Extracted entries =>

===

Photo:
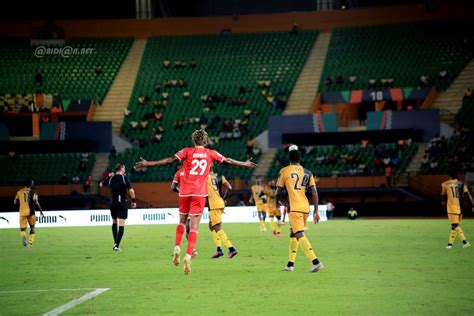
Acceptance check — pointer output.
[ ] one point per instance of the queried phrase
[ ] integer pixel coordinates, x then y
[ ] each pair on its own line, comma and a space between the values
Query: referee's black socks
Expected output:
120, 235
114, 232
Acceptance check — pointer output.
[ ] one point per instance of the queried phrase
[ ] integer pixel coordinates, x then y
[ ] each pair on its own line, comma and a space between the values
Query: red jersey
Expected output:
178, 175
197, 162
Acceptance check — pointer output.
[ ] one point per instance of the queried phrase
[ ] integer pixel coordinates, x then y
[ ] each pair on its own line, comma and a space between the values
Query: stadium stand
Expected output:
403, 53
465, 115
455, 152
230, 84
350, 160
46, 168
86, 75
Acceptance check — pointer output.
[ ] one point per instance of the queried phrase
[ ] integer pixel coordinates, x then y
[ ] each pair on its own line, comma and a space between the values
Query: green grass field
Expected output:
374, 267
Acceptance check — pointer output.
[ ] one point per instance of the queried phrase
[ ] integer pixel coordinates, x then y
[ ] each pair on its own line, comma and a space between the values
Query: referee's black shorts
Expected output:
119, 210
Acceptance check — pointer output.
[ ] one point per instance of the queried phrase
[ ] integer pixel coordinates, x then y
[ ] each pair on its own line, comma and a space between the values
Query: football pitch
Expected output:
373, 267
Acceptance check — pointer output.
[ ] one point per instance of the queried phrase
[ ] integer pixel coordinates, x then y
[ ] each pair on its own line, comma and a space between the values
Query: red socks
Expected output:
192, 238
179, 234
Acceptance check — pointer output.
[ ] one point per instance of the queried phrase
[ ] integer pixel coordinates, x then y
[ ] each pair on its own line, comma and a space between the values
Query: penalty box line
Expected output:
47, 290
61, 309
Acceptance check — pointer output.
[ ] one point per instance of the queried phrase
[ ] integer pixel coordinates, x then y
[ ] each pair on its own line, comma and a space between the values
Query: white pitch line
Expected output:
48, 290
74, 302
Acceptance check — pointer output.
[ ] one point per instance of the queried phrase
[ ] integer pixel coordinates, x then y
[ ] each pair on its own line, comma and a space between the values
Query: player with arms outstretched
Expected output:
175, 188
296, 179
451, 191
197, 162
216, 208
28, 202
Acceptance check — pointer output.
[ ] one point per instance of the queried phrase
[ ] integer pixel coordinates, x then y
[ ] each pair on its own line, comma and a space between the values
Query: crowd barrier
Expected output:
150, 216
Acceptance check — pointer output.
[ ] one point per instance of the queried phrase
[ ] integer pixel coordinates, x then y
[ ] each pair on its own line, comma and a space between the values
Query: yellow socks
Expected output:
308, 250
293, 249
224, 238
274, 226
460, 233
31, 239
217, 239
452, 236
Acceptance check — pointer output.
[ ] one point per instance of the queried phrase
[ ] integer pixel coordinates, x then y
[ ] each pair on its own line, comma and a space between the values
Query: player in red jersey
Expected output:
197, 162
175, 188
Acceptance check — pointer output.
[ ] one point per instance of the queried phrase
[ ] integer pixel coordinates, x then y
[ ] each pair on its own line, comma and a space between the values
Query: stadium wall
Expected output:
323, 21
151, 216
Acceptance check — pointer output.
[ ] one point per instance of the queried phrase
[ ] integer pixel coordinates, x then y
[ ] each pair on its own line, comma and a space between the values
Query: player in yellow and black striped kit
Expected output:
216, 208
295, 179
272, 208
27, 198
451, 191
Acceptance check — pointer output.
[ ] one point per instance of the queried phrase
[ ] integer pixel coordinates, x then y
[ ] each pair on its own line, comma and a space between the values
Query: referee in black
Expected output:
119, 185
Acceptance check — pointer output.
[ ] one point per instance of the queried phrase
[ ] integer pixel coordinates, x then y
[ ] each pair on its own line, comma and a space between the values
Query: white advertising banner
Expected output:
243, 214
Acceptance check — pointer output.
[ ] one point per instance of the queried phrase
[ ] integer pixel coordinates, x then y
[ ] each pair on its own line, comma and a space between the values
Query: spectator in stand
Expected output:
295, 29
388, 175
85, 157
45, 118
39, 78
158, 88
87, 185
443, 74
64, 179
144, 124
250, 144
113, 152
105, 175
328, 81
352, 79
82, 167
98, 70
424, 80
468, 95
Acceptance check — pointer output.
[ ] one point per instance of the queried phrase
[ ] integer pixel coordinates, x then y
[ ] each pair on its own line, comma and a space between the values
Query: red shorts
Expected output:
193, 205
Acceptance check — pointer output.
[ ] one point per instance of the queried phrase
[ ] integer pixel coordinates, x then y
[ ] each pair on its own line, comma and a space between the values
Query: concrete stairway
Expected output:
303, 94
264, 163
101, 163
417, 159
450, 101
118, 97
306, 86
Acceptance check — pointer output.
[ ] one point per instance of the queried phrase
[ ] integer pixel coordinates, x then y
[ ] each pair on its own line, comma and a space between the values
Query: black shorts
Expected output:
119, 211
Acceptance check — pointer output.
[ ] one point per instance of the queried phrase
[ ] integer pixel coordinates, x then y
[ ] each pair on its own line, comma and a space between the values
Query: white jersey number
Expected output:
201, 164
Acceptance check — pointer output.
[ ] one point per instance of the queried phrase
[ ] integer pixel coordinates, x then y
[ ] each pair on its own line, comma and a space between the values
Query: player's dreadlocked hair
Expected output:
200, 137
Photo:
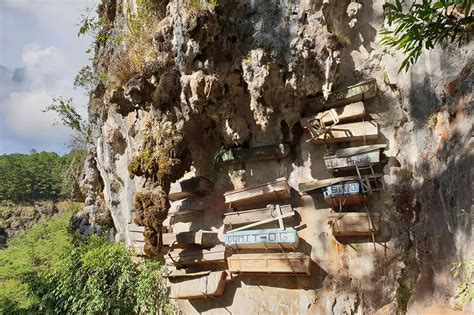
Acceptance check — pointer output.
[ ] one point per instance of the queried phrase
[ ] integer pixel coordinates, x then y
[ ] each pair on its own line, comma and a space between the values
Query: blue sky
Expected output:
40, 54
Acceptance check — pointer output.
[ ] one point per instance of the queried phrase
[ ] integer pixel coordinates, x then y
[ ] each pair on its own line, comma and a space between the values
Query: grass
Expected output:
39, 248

===

Leave the pictures out and copy the rest of the data exactly.

Reply to the task =>
Photo:
Acceptance check — pointer output.
[ ] one point per instance of the queried phrase
[ ] integer pixel coordinates, x then y
[ ] each pair on its own line, comma and a space between the values
Query: referee's black socks
Expected output:
120, 235
114, 232
Acceptance check — pointer output.
[ ] one point per instance of the queried phrase
[ ] integer pixel coordinates, x then y
[ ] each pair on its own line, comma and a space between the values
Query: red jersey
Expected output:
178, 175
197, 162
Acceptance check — pointer output.
[ ] one point per instance of the queried phrase
[ ] integer pixel coordinates, x then y
[ ] each pair on its own line, comma and a space between the values
Query: stadium stand
Expected output:
403, 53
465, 115
455, 152
230, 84
350, 160
46, 168
86, 75
Acceptance check — pointer output.
[ ] one point per instance of the queried phrase
[ ] integer pixel coordinates, x then y
[ ] each pair on its own line, comma and a space between the values
Query: green grass field
Expected output:
374, 267
Acceptance check — pointer output.
[ ] one point per instance of the queried phrase
[ ] integer pixel coordinates, x then y
[ ] each pair on its own line, comma and a space between the values
Query: referee's black shorts
Expected output:
119, 210
Acceptance check — pointer output.
[ ] one point per instance of the queried phrase
[ ] integer pixel coordinates, x then y
[ ] each pair on its own line, comma and a space between the values
Query: football pitch
Expected output:
373, 267
Acceptance check — pointer output.
[ ] one point per instance of the queried phrase
[ ] integer pixel coordinates, x then y
[ ] each pair on its own line, comma and a space between the values
Query: red socks
Expected output:
192, 238
179, 234
Acceptance check — pointer output.
[ ] one point per instance of the queried phrase
[ ] integer pixel coordinates, x then y
[ ] each pair on its own line, comma and a space between the values
Query: penalty box line
Expected output:
47, 290
61, 309
Acceptance check — pointer output.
[ ] one point per instance of the queried phrase
[ ] integer pixel coordinates, x then y
[ ] each pair on its own line, comma and a space between the values
Query: white pitch line
Expected output:
48, 290
74, 302
Acceptance check — pointer output.
[ ] one point per instance of the queried phrase
[ ] integer pixel coordinates, x then y
[ ] each pair on its own line, comma and a space between the values
Query: player with arms outstretched
Expected output:
175, 188
296, 179
451, 191
197, 162
216, 208
28, 202
Acceptance check — pointer output.
[ ] one point per instance of the queried phrase
[ ] integer pixel coordinates, x then y
[ ] each pair on its own line, comma and a space between the values
Query: crowd barrier
Expected output:
150, 216
Acceptance check — pointer output.
[ ] one point per instance of the queried phrase
[ ] integer pixel coordinates, x then y
[ ] each pair on its own line, comma and a space between the values
Query: yellow socks
Expected output:
308, 250
293, 249
224, 238
274, 226
460, 233
31, 239
217, 239
452, 236
Acceptance check — pointer output.
[ ] one point per instance of the queried phrase
[ ] integer pixel coordinates, x then y
[ ] each pair on its own line, comma and a space between the values
Query: player in red jersey
Expected output:
197, 162
175, 188
Acceptance check — pointer output.
[ ] one point per instance of the queried phrase
[ ] integer pixel coordinates, x then y
[ ] each pair on its own line, comma and a space between the values
Query: stadium wall
Expected output:
323, 21
151, 216
Acceptance check — pointer output.
[ ] one point per instance of the queried phrase
[ ] integer pixel coordinates, x then y
[ ] each pair on its own line, comma and a space between the values
Query: player in yellow and black striped kit
Expected output:
216, 208
295, 179
272, 208
27, 198
451, 191
Acceptance check — pointer output.
[ ] one point per instance of the queried phrase
[ ] integer pixel coordinates, x then y
[ ] each pair on its own line, comma and a space between the values
Query: referee in black
Expected output:
119, 185
Acceptance check — pointer output.
[ ] one point per instance of the queried phrase
[ ] integer pixel coordinates, x then y
[ ] each pair on its own line, comma and a space between the values
Query: white advertising banner
Expected output:
243, 214
Acceptance check — pointer output.
[ ] one point per instance of the queried phrase
[ ] integer pixel coordinates, x then y
[ ] each pair on its own line, comma and a space between the values
Query: spectator in stand
Expected output:
295, 29
388, 175
85, 157
45, 118
39, 78
158, 88
87, 185
443, 74
64, 179
144, 124
250, 144
113, 152
105, 175
328, 81
352, 79
82, 167
98, 70
424, 80
468, 95
Acceptance check — pointer output.
[ ] one point per instance of the queried phrase
[ ] integer pixel coordinates, x then y
[ ] each pair on its own line, comma and a space between the values
Query: red shorts
Expected output:
193, 205
Acceptance check — pointer output.
[ ] one point per instance of the queried phrase
[ ] integer pixel coordinates, x then y
[ ] each pair on its own line, comma and a space between the values
Query: concrete stairway
Expected output:
303, 94
264, 163
101, 163
417, 159
450, 101
118, 97
306, 86
Acceptance check — pointer output.
[ ] one point per instance of the queried phrase
[ ] integer pixel coordinates, x then y
[ ] each pair on its own line, comma and a space between the values
Query: black shorts
Expected output:
119, 211
Acceptance check — pointer output.
[ ] one point per instance of the queried phrase
[ ] integer pixel coordinates, x then y
[ ] each pair on its own line, comma and a space between the values
Query: white jersey number
Expected output:
201, 164
Acceptance check — pointer output.
[ ] one point per instance of the queried phrase
[ ] integer pixel coordinates, x then y
[ ] each pair on its own line, comma and a space between the values
Query: player's dreadlocked hair
Expected output:
200, 137
Photo:
Acceptance check — pointer output.
[ ] one point per instance of the queried phrase
[ ] integer pixel coordinates, x then y
[ ] each pair on its own line, comma and a space between the values
Query: blue sky
Expected output:
40, 54
Acceptance check — pointer output.
[ ] one point per instance of the queried phrase
[ ] integer pixel coordinates, x then y
[ ] each pair on its own line, comma and a space between the values
Query: grass
Expected output:
39, 248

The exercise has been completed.